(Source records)
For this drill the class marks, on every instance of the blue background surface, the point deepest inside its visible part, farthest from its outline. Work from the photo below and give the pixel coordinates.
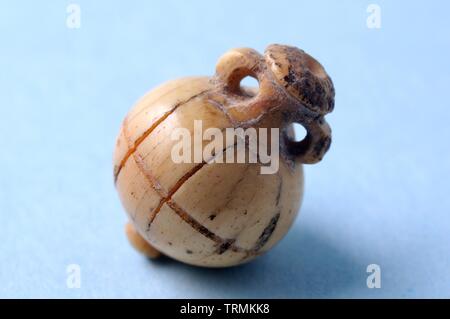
(381, 194)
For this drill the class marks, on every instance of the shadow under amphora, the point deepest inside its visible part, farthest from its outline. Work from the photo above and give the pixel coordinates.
(303, 264)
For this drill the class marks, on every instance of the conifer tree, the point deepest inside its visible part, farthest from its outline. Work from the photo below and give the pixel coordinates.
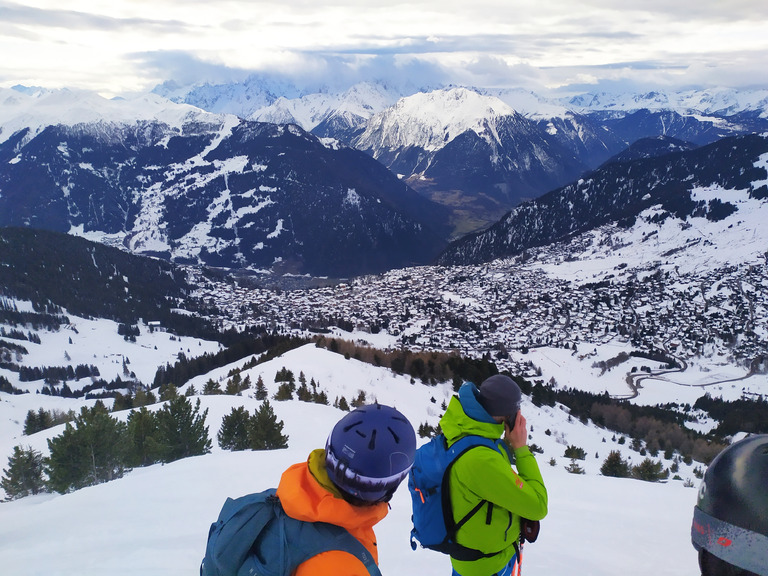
(284, 392)
(89, 452)
(233, 434)
(303, 393)
(650, 471)
(211, 387)
(615, 466)
(181, 430)
(264, 430)
(320, 397)
(233, 387)
(261, 389)
(24, 475)
(143, 448)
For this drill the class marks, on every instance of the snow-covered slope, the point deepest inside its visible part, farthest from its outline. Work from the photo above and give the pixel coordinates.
(155, 520)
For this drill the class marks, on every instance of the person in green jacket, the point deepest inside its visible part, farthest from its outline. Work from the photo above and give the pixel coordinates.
(484, 474)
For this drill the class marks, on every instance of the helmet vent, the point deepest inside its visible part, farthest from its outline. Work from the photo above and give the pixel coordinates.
(352, 425)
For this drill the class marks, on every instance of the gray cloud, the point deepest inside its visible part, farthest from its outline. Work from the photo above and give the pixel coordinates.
(74, 20)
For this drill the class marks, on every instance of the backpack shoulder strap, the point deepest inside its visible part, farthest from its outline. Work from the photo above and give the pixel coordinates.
(456, 450)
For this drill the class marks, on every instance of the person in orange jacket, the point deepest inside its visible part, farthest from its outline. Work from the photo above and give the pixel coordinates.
(367, 455)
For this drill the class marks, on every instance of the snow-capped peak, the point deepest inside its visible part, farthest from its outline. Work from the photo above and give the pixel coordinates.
(35, 109)
(362, 100)
(431, 120)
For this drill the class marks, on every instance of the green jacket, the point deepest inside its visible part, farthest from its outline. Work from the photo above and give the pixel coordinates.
(486, 474)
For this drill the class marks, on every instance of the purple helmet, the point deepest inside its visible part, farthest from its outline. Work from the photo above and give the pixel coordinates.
(369, 452)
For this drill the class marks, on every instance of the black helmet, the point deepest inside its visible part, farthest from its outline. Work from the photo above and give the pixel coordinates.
(369, 452)
(730, 520)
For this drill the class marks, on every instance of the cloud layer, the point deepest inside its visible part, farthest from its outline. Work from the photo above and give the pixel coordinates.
(130, 45)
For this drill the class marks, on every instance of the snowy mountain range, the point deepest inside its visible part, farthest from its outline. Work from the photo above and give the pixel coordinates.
(732, 171)
(167, 178)
(203, 188)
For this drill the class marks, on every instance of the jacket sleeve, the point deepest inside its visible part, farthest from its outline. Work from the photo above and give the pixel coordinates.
(332, 563)
(490, 477)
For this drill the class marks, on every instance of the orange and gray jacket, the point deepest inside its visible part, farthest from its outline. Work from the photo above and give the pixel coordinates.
(307, 493)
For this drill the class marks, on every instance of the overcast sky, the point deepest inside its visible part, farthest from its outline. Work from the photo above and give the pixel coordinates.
(123, 46)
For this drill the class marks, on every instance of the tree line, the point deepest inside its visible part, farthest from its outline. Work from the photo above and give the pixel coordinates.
(96, 447)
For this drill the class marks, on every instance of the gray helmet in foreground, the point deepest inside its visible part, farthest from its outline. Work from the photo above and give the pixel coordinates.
(730, 519)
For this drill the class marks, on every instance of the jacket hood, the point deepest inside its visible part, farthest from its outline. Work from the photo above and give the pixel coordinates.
(307, 493)
(466, 416)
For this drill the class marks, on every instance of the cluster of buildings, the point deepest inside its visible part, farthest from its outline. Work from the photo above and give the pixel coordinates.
(507, 305)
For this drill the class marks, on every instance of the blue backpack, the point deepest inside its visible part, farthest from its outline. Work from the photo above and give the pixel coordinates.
(433, 523)
(253, 536)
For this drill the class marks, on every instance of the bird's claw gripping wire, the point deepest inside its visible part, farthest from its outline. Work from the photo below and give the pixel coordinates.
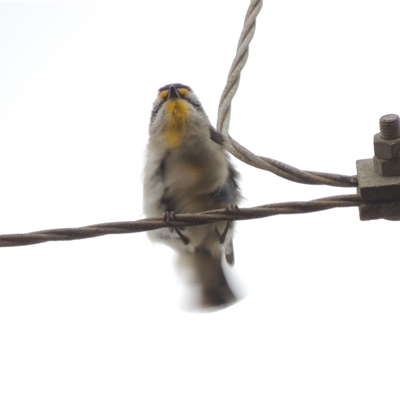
(169, 216)
(234, 209)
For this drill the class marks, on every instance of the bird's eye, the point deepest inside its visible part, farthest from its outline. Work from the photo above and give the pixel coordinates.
(163, 94)
(183, 91)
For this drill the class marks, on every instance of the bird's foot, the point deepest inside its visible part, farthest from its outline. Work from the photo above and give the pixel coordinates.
(169, 216)
(234, 209)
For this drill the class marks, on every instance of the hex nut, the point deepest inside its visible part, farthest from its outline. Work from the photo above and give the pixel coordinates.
(386, 149)
(387, 167)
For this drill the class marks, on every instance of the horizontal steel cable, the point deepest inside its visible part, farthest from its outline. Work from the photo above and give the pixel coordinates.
(113, 228)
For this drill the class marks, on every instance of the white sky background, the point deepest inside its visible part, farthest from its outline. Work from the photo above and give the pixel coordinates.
(99, 318)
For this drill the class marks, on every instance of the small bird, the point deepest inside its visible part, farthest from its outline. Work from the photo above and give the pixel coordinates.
(188, 171)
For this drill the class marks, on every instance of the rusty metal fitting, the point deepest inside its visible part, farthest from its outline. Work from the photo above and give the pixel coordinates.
(387, 146)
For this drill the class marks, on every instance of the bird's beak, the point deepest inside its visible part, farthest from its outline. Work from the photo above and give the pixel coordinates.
(173, 93)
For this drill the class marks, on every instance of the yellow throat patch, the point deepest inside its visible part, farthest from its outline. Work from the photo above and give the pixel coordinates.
(177, 112)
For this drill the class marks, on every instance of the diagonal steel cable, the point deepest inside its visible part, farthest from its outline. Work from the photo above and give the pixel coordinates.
(224, 112)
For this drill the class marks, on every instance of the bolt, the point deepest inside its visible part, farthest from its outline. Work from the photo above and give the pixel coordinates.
(390, 126)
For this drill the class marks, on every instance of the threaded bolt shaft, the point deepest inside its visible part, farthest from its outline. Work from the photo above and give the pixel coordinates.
(390, 126)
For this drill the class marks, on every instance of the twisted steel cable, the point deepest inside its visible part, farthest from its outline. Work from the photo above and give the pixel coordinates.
(224, 112)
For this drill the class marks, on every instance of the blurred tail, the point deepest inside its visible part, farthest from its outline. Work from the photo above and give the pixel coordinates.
(206, 280)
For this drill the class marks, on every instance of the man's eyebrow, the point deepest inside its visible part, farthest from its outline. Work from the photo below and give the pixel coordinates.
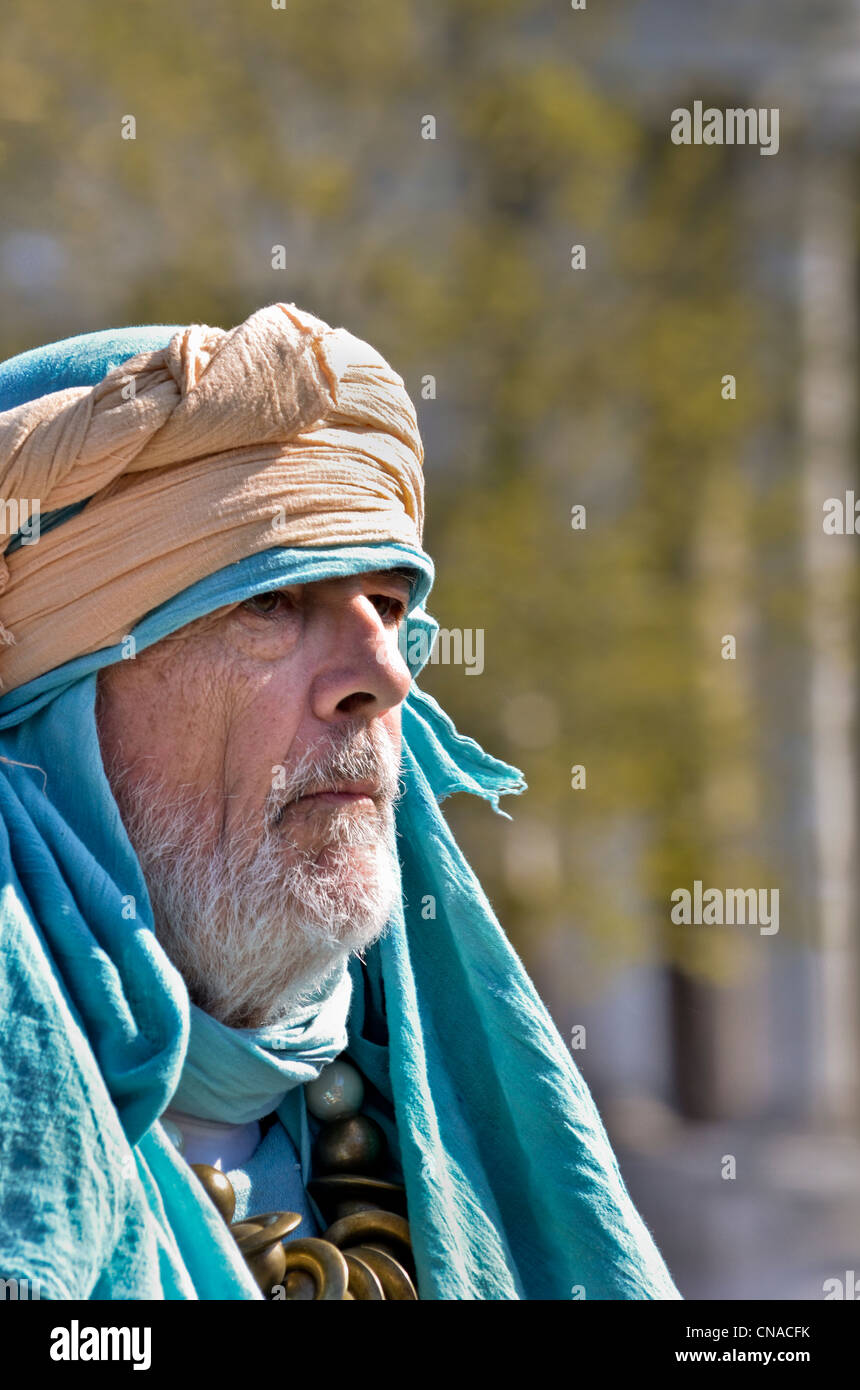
(400, 570)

→ Work request: Give the data again exactly, without pictures.

→ Task solution:
For this drill the class marks, on every instance of the blue background surface, the point deepest inside its visible part, farthest from its outline. Work from the photo below and give the pixel coordinates.
(381, 194)
For this drill the class marks, on every instance of the shadow under amphora, the point deepest inside its visible part, farthest from its outline. Work from the photo above and give the pixel coordinates.
(303, 264)
For this drill the class marks, on every instance of the conifer tree, the point deepest inside its visible part, farthest from its outline. Work from the photo below and give the pixel coordinates.
(284, 392)
(89, 452)
(233, 434)
(303, 393)
(650, 471)
(211, 387)
(615, 466)
(181, 430)
(264, 430)
(320, 397)
(233, 387)
(261, 389)
(24, 475)
(143, 448)
For this drill the class marks, on every instance of the snow-covered slope, the point deepest inside its visible part, farthest from its outline. Work from the photo above and give the pixel coordinates.
(155, 520)
For this drill the class marks, on every instance of the person in green jacket, the point deepest inside its visible part, farthest from its outline. Work from the photo above and give the pixel coordinates.
(484, 474)
For this drill the class marks, on every instance of the helmet vent, the point deepest inside its visible part, farthest from its outline. Work from the photo above and give the pixel coordinates.
(352, 425)
For this drill the class marks, on every instance of the gray cloud, the point deepest inside its visible part, farthest from its outline. Work from the photo above and give the pixel coordinates.
(74, 20)
For this drill the class marks, on every instance of the backpack shoulder strap, the point deepest inside its visible part, farthest from its outline. Work from the photo above and give the pixel coordinates.
(456, 450)
For this drill the class marks, on every instance of the person in orange jacket, the point deepest inside its visible part, farthest from its outline. Work from the photo above and give the pixel coordinates.
(367, 455)
For this drill the class marks, on every instance of the snow-capped peak, the point deepest inside its visible part, farthest from its outline. Work from the photo above and give the pixel coordinates.
(35, 109)
(362, 100)
(431, 120)
For this drill the class marks, on every instance of the green jacket, the point deepest inside its visible part, farthest from its outline. Work from the photo above and give the pixel coordinates.
(486, 474)
For this drill the class marks, on every instance of the purple helmet, the point deepest inside its visible part, farthest from its outline. Work from the photo above and give the pixel coordinates.
(369, 452)
For this drill the class marks, on every instance of the black helmet, the point deepest inside its visible part, farthest from its outline. Work from the photo above and give the pixel coordinates.
(369, 452)
(730, 520)
For this drill the class marks, on every instance of the cloud layer, the point deepest inside its visible part, farthest from its outline. Work from the photo above and give the pixel coordinates.
(130, 45)
For this drill the class marks, on every instance of the snowy mountain range, the point deepest inside its visible part, farthest from its outline. Work from the photo above and give the pixel coordinates.
(732, 171)
(167, 178)
(203, 188)
For this drill the class marks, on every instance of the jacket sleeve, the point deepest inside its visible part, farthest from its outline. Work from the photo above and give the pixel coordinates.
(332, 563)
(490, 477)
For this drill the class marks, on every instance of the orange and gray jacket, the point deepest inside its visible part, farthest from its outline. Work from the photo above and give the pixel coordinates.
(307, 493)
For this drill the class marks, on every instance of the overcast sky, the point deepest inside its visible part, farthest from its outline. Work from the photo above and give the pixel coordinates.
(123, 46)
For this drill the class marks, on every instance of the tree line, the point deepest inside its visible part, farthest from its outline. Work from the photo above and give the pixel coordinates.
(96, 447)
For this drill the class marks, on every instance of the gray helmet in foreground, the point deepest inside its visible part, farthest from its outline. Work from the photo above and give the pixel coordinates.
(730, 519)
For this drill the class marks, on every instance of the jacket hood, the point deepest inside its visible part, farthest from its outline. Work from the photo above and give the pixel coordinates.
(307, 493)
(466, 416)
For this drill the class marks, on every instance of the cluster of buildings, the point deepest inside its visible part, farthest from its outline. Work from the photo above and give the pixel coordinates.
(507, 305)
For this drill the class marks, on every instance of the blue backpack, the point deepest inside its visible part, farthest from its outline. Work from the photo above and give the pixel coordinates.
(433, 523)
(253, 536)
For this drill the class marks, on every instance of the bird's claw gripping wire, the point deepest inside its visible part, farthest from its outline. Work from the photo below and give the pixel coordinates.
(169, 216)
(234, 209)
For this drill the class marks, on every instance of the bird's eye, the point deepest inside its visible part, farthest from its outline. Work from the photo above and give the pixel coordinates.
(163, 94)
(183, 91)
For this drill the class marks, on every instance of the bird's foot, the point deepest inside its visible part, farthest from its outline. Work from the photo above and give the pixel coordinates.
(169, 216)
(234, 209)
For this drill the class marks, on every instance of the hex nut, the point deepest inside its visible part, farthest from its outline. Work from the photo above and give the pixel coordinates.
(386, 149)
(387, 167)
For this drill the class marks, on every instance of the horizontal steel cable, the point deepest inside its visible part, farthest from its outline. Work from the photo above and give the pixel coordinates.
(113, 228)
For this drill the class marks, on every instance of the white sky background, the point deepest inside its visible part, farthest from its outline. Work from the photo above and give the pixel coordinates.
(99, 318)
For this drill the class marks, on every instance of the small bird, the point deepest inside its visible part, farthest from its outline. Work from the photo above and give the pixel coordinates.
(188, 171)
For this drill the class marks, on every instance of the rusty metal fitting, the point deepest inside its visible part, farthest from its outline. Work from the photo above and give the pixel coordinates.
(387, 146)
For this drill the class marks, on every instance of the bird's beak, the point deepest inside its visible part, farthest from its outline. Work from the photo above and give the pixel coordinates.
(173, 93)
For this drill the class marks, on every instance of the yellow throat patch, the point deepest inside its visible part, farthest from its outline. Work from the photo above and give the pixel coordinates.
(177, 112)
For this drill the class marks, on every instance of the diagonal steel cable, the point deepest inside its visible part, farthest from its outline. Work from the photo above and give the pixel coordinates.
(224, 112)
For this drill the class marks, on every instance of the bolt, the point deepest inside its visible part, farthest from its outline. Work from the photo above and give the pixel coordinates.
(390, 126)
For this drill the class marks, on every instance of the threaded bolt shaft, the point deepest inside its visible part, farthest from its outline. Work from the photo above and give the pixel coordinates.
(390, 126)
For this drill the class marks, on every instance of the twisted steel cable, the point deepest inside its visible part, farthest from its outline. Work from the photo above and give the pixel coordinates.
(224, 112)
For this drill the class marks, on every instance of the blurred tail, the point deepest inside its visible part, farthest from its outline. Work from the photo above and give the pixel coordinates.
(206, 280)
For this drill the class marks, on every instance of the man's eyebrow, the point deepest inside its visible part, farthest from its outline. Work from the photo below and give the pixel coordinates.
(400, 570)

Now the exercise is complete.